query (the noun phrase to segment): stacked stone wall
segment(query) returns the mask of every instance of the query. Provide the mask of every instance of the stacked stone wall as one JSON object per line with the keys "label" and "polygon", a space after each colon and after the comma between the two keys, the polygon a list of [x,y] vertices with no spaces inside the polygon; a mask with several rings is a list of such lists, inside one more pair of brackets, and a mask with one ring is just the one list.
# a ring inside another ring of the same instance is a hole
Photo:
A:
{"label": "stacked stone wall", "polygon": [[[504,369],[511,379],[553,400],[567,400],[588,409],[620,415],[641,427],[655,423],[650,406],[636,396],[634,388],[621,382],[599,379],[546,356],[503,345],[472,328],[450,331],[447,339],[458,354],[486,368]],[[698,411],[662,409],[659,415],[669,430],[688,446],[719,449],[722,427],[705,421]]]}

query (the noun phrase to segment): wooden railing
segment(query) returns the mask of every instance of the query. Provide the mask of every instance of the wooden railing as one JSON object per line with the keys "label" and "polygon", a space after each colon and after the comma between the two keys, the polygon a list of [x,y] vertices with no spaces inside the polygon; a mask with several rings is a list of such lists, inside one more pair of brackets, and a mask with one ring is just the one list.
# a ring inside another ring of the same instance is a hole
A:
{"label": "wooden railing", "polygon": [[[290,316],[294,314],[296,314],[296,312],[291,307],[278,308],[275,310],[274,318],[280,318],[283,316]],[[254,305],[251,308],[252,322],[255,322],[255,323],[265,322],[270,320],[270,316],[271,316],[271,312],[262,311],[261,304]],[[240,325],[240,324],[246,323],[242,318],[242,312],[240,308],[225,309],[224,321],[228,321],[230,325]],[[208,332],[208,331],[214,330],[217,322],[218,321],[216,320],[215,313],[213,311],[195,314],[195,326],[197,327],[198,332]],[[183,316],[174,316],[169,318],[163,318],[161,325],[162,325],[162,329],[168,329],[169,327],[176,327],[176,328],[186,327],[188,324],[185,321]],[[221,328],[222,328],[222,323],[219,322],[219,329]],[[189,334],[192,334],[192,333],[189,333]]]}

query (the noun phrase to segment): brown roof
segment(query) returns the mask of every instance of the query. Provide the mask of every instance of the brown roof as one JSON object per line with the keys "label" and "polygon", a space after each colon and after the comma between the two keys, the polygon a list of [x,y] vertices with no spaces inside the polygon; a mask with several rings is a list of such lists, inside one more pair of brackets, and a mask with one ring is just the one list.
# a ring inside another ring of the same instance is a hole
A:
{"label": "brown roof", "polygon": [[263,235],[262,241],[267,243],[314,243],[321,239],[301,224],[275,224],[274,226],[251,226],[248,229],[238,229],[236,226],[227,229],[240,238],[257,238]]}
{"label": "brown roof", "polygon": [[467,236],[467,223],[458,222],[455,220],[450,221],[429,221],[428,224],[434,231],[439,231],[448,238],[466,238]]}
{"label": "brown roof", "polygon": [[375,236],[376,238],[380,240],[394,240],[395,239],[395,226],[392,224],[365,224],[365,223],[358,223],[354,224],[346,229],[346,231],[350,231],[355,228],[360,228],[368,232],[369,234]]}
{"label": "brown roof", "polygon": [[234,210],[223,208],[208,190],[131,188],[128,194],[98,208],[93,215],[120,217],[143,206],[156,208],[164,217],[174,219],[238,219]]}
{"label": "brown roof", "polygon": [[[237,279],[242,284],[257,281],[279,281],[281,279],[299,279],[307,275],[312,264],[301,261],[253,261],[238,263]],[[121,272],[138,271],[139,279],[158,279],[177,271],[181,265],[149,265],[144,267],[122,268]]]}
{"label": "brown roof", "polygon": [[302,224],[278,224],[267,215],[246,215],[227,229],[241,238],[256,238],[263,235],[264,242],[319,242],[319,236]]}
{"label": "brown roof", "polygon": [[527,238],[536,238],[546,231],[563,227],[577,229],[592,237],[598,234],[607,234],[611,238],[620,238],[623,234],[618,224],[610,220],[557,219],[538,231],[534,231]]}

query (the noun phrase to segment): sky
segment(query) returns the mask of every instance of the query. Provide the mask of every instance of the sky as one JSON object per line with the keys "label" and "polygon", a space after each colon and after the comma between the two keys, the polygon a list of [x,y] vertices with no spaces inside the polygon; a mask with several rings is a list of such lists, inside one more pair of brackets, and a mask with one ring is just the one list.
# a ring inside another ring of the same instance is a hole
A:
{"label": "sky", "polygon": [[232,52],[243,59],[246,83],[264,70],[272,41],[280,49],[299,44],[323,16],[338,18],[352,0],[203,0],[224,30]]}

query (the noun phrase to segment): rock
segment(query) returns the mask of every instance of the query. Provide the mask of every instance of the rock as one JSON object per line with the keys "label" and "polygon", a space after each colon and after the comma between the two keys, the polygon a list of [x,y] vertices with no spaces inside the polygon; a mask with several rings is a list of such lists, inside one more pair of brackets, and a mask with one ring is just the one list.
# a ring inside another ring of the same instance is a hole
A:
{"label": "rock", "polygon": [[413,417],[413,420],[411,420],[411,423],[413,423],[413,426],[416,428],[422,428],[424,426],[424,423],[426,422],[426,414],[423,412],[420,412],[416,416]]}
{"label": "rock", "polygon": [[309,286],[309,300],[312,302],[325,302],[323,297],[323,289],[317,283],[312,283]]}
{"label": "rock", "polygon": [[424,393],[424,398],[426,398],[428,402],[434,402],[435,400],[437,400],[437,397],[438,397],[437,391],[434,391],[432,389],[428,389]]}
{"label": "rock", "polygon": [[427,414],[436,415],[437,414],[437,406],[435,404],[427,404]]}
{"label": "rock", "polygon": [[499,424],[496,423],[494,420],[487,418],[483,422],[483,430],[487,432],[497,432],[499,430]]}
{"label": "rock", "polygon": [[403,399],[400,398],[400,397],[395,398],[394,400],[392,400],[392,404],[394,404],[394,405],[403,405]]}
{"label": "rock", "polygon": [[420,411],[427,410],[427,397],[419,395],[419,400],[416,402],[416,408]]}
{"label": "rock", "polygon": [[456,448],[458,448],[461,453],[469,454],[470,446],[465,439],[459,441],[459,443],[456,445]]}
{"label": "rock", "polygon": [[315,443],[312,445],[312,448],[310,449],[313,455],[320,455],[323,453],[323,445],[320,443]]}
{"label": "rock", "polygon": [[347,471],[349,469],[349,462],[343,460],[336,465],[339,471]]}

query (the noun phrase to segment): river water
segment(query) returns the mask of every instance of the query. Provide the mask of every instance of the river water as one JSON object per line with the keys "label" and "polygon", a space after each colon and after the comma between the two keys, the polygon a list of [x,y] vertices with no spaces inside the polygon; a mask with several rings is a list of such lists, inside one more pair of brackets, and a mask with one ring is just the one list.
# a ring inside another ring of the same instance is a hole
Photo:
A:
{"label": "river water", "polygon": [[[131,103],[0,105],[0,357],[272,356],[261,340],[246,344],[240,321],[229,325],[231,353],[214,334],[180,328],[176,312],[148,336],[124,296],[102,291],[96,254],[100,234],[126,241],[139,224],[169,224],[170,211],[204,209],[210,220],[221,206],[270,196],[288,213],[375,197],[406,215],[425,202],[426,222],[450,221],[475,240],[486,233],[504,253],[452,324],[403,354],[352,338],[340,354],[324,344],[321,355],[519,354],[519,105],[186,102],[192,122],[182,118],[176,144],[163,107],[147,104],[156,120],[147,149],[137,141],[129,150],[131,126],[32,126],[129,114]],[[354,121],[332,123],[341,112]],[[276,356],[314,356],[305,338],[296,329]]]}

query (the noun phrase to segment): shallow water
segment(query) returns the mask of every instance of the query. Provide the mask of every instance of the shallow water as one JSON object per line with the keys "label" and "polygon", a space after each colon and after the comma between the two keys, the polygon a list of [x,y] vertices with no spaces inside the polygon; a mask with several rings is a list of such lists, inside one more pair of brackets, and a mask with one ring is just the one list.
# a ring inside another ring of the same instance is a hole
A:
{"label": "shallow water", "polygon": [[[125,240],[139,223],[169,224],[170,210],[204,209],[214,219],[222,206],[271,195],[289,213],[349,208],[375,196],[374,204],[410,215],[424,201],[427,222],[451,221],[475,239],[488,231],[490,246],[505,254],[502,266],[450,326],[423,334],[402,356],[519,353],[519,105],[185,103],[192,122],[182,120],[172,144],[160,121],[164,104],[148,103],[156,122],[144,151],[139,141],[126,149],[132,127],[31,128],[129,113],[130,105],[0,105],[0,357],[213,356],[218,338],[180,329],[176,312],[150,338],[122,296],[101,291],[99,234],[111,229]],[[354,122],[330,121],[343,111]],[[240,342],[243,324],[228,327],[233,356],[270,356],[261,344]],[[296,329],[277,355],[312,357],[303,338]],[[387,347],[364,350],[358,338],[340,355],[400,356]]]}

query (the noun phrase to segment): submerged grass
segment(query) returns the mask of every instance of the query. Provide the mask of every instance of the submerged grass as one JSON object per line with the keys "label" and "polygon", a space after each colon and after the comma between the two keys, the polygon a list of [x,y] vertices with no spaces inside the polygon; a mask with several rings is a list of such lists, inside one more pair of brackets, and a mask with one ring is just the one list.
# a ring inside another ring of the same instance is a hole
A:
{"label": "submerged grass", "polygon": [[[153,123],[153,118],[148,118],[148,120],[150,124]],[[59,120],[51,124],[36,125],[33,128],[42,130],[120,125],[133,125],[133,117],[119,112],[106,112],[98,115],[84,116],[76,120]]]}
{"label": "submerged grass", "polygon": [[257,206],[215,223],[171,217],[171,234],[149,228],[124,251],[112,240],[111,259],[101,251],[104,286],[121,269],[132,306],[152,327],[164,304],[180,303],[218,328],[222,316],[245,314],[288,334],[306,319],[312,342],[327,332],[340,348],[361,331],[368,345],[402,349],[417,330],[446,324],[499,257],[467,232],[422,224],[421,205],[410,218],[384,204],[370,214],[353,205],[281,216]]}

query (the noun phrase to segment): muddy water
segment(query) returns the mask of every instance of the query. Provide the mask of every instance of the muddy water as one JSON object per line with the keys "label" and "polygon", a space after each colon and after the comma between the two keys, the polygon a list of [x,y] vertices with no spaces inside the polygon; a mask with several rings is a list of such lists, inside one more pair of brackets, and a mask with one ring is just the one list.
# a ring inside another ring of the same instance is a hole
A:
==================================================
◆ HOW TO COMPLETE THIS TASK
From the records above, reproduce exactly the lines from the one with "of the brown" to the one with "query (the noun phrase to segment): sky", both included, and no others.

◆ EXERCISE OUTPUT
segment(query) returns the mask of every instance of the query. Provide the mask of every instance of the brown roof as one JSON object per line with the keys "label" and "polygon", a space after each colon and after the comma between the two keys, the polygon a list of [x,y] vertices with no spaces inside the polygon; a mask with several rings is a list of such lists, inside one more pair of brackets, and a mask with one ring is just the one list.
# a ring inside another ring of the same instance is a hole
A:
{"label": "brown roof", "polygon": [[263,235],[262,241],[267,243],[314,243],[321,239],[301,224],[275,224],[274,226],[251,226],[248,229],[238,229],[236,226],[227,229],[240,238],[257,238]]}
{"label": "brown roof", "polygon": [[467,236],[467,223],[458,222],[455,220],[450,221],[429,221],[428,224],[434,231],[439,231],[448,238],[466,238]]}
{"label": "brown roof", "polygon": [[375,236],[376,238],[380,240],[394,240],[395,239],[395,226],[392,224],[365,224],[365,223],[358,223],[354,224],[346,229],[346,231],[350,231],[355,228],[360,228],[368,232],[369,234]]}
{"label": "brown roof", "polygon": [[234,210],[223,208],[208,190],[131,188],[128,194],[98,208],[93,215],[120,217],[143,206],[156,208],[164,217],[174,219],[238,219]]}
{"label": "brown roof", "polygon": [[[237,279],[242,284],[257,281],[279,281],[281,279],[299,279],[307,275],[312,264],[301,261],[253,261],[238,263]],[[121,272],[138,271],[139,279],[158,279],[177,271],[181,265],[149,265],[144,267],[122,268]]]}
{"label": "brown roof", "polygon": [[302,224],[278,224],[267,215],[246,215],[227,229],[241,238],[256,238],[263,235],[264,242],[319,242],[319,236]]}
{"label": "brown roof", "polygon": [[527,238],[536,238],[546,231],[563,227],[577,229],[592,237],[598,234],[607,234],[611,238],[620,238],[623,234],[618,224],[610,220],[557,219],[538,231],[534,231]]}

query (the noun phrase to segment): sky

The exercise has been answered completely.